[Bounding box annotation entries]
■ ■ ■ ■ ■ ■ ■
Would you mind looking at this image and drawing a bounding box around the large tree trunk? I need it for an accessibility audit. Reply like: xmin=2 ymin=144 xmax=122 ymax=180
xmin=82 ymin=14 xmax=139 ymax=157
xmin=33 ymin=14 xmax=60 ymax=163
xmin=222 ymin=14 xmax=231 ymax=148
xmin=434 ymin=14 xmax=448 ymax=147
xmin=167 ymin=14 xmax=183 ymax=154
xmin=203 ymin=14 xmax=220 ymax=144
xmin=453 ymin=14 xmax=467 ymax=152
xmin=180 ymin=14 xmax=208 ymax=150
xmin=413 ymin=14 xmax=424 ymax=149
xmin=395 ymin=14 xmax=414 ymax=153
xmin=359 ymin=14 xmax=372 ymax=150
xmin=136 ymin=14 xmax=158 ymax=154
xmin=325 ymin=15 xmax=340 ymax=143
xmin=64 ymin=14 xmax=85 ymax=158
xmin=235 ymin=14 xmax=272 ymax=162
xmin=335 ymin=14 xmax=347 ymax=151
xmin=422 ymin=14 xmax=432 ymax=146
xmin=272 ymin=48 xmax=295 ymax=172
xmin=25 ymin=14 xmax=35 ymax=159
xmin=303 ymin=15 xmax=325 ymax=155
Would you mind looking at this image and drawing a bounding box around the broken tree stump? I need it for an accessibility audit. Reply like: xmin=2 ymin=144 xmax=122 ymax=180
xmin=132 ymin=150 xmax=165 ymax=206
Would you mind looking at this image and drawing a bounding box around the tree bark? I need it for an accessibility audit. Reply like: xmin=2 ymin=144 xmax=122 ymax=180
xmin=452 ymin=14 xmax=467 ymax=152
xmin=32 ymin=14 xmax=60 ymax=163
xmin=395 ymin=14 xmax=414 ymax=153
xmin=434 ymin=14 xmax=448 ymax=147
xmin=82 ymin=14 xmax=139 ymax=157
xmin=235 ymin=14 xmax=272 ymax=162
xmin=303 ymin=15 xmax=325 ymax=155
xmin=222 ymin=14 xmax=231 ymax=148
■ ■ ■ ■ ■ ■ ■
GIVEN INSTRUCTION:
Copy out the rows above verbatim, from the line containing "around the broken" through the final row.

WORKED SOLUTION:
Would you mind looking at this image and drawing a bounding box around the broken tree stump? I need it for an accessibility audit. Reply like: xmin=2 ymin=144 xmax=122 ymax=180
xmin=132 ymin=150 xmax=165 ymax=206
Would you mind looking at this image and drawing a bounding box around the tree bark? I need it for an accessibility audit. Reply like: xmin=2 ymin=144 xmax=122 ymax=180
xmin=452 ymin=14 xmax=467 ymax=152
xmin=32 ymin=14 xmax=60 ymax=163
xmin=395 ymin=14 xmax=414 ymax=153
xmin=434 ymin=14 xmax=448 ymax=147
xmin=82 ymin=14 xmax=139 ymax=157
xmin=235 ymin=14 xmax=272 ymax=162
xmin=303 ymin=15 xmax=325 ymax=155
xmin=222 ymin=14 xmax=231 ymax=148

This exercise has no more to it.